▶

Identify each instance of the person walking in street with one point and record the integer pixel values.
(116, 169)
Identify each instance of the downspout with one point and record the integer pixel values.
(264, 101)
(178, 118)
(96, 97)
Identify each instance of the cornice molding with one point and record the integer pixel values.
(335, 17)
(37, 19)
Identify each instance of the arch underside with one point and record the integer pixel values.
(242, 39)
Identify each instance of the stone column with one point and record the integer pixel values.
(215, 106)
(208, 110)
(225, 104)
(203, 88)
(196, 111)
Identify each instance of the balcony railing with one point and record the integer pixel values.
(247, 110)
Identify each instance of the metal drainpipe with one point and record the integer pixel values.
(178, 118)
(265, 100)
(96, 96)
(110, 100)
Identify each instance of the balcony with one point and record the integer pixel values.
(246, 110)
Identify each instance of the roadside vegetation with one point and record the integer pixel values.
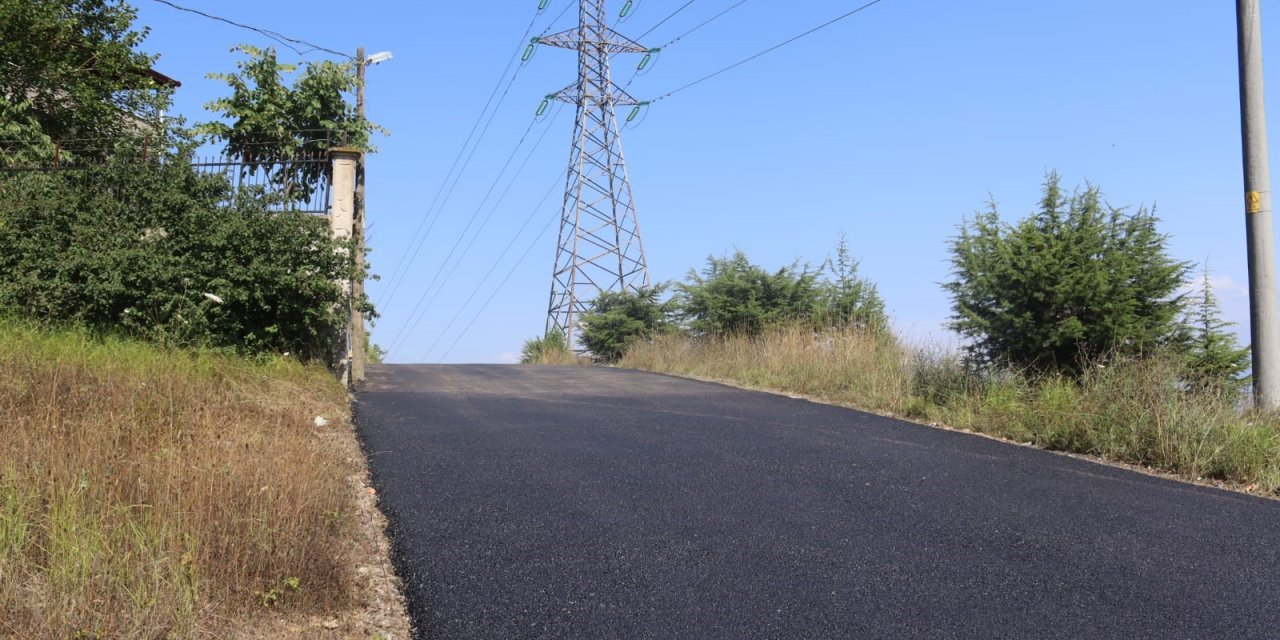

◀

WHAT IS ASKED => Copy all of the entries above word for word, but leave the pictures out.

RESULT =>
Identify each instance of the person walking in street with one point and record the integer pixel values.
(116, 169)
Identify each instance of the downspout with one point and record the integer pixel values.
(264, 101)
(178, 118)
(96, 97)
Identify each instance of the cornice molding with one point and record the integer pixel values.
(335, 17)
(37, 19)
Identify each instance of the arch underside with one point and record the integer pixel values.
(242, 39)
Identify each instance of the stone column with one point and record the integer pixel values.
(215, 106)
(208, 110)
(225, 104)
(203, 88)
(196, 111)
Identify each instance of the balcony railing with one point and record the integer pixel values.
(247, 110)
Identify each instance of the metal drainpipe with one point and record the integer pixel values.
(178, 118)
(265, 100)
(96, 96)
(110, 100)
Identify each instance of the balcony with one point and record the integer pixel values.
(246, 110)
Identify each instance of the roadside vegetation with one point and record the integer pixel values.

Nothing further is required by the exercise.